• Texto de la página:
Leer a los que están cerca, con los cuales convivimos, a veces nuestros propios colegas, a los que conocemos o vemos de lejos o de vez en cuando, y no obstante con los cuales nos unen los mismos paisajes, las mismas atmósferas, los mismos vínculos con unos u otros, es difícil. Nos cuesta, estamos tan ocupados o preocupados por estar al día con “los grandes escritores”, los que se sancionan desde las metrópolis, en nombre de los grandes críticos y las grandes editoriales. Los que triunfan “más allá”, en el Centro, no en las periferias, que a veces sentimos una suerte de inquietud porque no estamos ocupando nuestro tiempo en lo que es imprescindible sino en una lectura que vaya a saber si nos deja algún provecho.

• Datos proporcionados:

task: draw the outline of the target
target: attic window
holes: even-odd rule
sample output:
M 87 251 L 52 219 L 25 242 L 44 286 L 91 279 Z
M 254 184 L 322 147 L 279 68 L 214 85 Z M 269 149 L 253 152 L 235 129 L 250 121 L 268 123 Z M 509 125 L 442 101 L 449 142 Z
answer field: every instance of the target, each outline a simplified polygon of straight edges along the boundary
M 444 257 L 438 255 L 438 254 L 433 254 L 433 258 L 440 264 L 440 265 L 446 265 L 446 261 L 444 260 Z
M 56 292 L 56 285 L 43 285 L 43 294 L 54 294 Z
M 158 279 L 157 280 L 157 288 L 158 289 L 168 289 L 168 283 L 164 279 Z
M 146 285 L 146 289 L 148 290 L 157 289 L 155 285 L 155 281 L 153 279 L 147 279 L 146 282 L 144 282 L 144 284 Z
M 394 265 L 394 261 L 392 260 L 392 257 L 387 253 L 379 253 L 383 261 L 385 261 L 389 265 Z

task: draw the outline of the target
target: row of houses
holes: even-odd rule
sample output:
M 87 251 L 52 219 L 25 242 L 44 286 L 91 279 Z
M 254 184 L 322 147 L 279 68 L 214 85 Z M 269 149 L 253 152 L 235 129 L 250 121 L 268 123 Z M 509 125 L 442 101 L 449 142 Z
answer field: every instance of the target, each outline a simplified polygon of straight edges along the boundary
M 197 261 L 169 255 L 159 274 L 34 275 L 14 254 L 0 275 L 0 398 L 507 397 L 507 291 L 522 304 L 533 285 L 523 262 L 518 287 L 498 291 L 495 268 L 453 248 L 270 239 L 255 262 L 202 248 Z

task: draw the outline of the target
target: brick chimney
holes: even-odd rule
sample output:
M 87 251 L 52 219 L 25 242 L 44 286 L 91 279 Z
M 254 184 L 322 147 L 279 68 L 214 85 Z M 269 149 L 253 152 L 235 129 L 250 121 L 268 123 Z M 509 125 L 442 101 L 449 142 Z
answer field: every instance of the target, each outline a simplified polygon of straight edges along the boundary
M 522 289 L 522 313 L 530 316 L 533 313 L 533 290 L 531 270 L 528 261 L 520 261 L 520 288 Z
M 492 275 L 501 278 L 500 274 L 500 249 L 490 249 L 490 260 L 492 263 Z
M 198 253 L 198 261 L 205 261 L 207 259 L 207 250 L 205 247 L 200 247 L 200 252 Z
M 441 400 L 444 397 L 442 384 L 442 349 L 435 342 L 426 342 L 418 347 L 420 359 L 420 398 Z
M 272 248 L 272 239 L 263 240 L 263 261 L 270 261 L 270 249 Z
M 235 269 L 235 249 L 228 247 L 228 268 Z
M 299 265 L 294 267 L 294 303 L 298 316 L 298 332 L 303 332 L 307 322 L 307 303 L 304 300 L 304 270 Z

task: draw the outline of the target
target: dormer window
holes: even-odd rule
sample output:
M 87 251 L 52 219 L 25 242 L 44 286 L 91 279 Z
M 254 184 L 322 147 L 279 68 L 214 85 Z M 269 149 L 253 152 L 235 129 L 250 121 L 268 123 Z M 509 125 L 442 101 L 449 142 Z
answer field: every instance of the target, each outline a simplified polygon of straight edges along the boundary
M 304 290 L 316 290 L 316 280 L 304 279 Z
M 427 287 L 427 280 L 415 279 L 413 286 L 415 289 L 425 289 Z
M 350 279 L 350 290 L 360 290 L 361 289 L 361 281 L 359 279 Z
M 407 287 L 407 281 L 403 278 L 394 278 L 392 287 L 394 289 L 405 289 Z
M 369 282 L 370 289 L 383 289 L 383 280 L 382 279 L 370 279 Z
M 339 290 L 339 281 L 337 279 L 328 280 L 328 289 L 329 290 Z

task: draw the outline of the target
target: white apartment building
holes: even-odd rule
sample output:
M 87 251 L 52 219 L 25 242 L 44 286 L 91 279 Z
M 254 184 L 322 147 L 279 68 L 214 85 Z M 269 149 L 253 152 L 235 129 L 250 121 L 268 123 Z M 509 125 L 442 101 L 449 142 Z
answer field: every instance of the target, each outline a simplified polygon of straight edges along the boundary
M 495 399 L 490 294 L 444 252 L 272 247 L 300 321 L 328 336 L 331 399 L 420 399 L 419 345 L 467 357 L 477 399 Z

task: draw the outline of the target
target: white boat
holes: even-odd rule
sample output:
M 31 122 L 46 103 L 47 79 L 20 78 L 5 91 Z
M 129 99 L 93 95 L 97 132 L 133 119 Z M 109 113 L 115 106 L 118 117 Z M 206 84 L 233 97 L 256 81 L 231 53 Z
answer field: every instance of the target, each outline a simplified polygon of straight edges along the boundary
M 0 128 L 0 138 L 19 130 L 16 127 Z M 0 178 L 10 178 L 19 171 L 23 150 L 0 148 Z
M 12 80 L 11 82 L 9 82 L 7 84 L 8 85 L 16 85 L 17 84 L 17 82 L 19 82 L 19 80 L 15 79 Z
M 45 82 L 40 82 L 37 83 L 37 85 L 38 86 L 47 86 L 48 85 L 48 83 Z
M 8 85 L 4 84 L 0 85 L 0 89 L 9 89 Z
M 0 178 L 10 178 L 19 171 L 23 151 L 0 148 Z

• Descripción de la tarea:
Responda estas preguntas sobre el texto acerca de leer a los escritores cercanos:
(a) ¿Desde dónde se sanciona a "los grandes escritores", según el texto?
(b) ¿En qué lugar triunfan esos escritores, y en cuál no?
(c) ¿Qué sentimos a veces, según el texto, por dedicar el tiempo a esa otra lectura?

• Resultado:
(a) Desde las metrópolis, en nombre de los grandes críticos y las grandes editoriales.
(b) Triunfan "más allá", en el Centro, y no en las periferias.
(c) Una suerte de inquietud, porque no estamos ocupando nuestro tiempo en lo que es imprescindible.